**** EXTRACTED INFORMATION ****

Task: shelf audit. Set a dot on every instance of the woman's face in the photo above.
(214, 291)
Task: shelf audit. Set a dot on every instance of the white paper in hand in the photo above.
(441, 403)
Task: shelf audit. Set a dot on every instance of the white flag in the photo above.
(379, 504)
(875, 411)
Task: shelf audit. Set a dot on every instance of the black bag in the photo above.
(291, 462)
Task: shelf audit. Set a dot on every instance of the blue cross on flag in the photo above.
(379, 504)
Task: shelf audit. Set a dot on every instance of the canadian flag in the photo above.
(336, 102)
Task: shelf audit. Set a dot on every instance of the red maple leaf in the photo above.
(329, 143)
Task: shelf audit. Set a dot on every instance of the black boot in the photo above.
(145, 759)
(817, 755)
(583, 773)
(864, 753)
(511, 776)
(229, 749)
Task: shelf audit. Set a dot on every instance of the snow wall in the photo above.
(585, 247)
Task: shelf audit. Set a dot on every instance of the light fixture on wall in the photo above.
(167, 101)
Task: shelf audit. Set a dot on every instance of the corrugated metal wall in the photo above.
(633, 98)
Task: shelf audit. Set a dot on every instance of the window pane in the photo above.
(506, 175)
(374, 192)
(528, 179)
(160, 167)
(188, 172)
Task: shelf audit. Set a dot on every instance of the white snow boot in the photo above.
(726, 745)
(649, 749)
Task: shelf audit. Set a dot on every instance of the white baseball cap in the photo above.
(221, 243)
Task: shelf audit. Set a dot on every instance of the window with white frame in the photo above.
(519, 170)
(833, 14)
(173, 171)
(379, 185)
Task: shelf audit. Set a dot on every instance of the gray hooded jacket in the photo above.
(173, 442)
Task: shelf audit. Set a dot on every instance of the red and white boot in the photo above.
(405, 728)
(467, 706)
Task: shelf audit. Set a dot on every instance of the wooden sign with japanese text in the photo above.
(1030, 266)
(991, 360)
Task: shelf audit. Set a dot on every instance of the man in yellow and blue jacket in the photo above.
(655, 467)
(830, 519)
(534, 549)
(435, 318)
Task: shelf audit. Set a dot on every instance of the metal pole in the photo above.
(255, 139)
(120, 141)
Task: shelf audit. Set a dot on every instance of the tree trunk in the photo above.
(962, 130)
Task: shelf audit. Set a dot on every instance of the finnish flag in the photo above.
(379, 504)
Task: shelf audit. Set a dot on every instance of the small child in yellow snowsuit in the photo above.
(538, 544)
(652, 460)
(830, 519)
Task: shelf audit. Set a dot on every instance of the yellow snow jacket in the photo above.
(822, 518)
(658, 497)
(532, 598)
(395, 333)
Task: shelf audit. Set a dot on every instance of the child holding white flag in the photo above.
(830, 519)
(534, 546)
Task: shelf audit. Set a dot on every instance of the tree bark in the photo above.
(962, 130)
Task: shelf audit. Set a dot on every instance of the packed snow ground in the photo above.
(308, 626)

****

_REQUIRED WORK_. Render the records from the line containing "white boot in the photo above." through the end of the records as a Markdown table with the columns Row and Line, leaving out any blank lines.

_OUTPUT OF THE TASK_.
| Row | Line |
|---|---|
| 1 | Task: shelf audit. Set a dot on every instance of the red and white boot in the photo above. |
| 2 | (405, 728) |
| 3 | (467, 706) |
| 4 | Task: shelf audit. Set a dot on every instance of the wooden sign with japanese text in the photo above. |
| 5 | (1030, 266) |
| 6 | (991, 360) |
| 7 | Task: shelf audit. Set a dot on every instance of the man in yellow and blue jacket in the photo above. |
| 8 | (655, 467) |
| 9 | (830, 519) |
| 10 | (534, 549) |
| 11 | (435, 318) |
| 12 | Task: shelf audit. Set a dot on every instance of the metal pole in the photo above. |
| 13 | (255, 139) |
| 14 | (120, 141) |
| 15 | Task: shelf audit. Set a dot on every instance of the tree trunk in the photo above. |
| 16 | (962, 130) |
| 17 | Task: shelf audit. Set a dot on every instance of the finnish flag in the photo above. |
| 18 | (379, 504) |
| 19 | Task: shelf audit. Set a dot on every instance of the small child in yellow snowsuit in the photo above. |
| 20 | (538, 544) |
| 21 | (652, 460) |
| 22 | (830, 519) |
| 23 | Task: shelf audit. Set a dot on every instance of the yellow snow jacket in the photo above. |
| 24 | (822, 518) |
| 25 | (658, 497) |
| 26 | (532, 598) |
| 27 | (395, 333) |
| 28 | Task: shelf audit. Set a dot on every instance of the child holding white flag in the photo above. |
| 29 | (830, 519) |
| 30 | (534, 546) |
| 31 | Task: shelf audit. Set a dot on every instance of the tree bark in the photo above. |
| 32 | (962, 130) |
| 33 | Task: shelf audit. Set a dot on every instance of the packed snow ground in the photo above. |
| 34 | (308, 626) |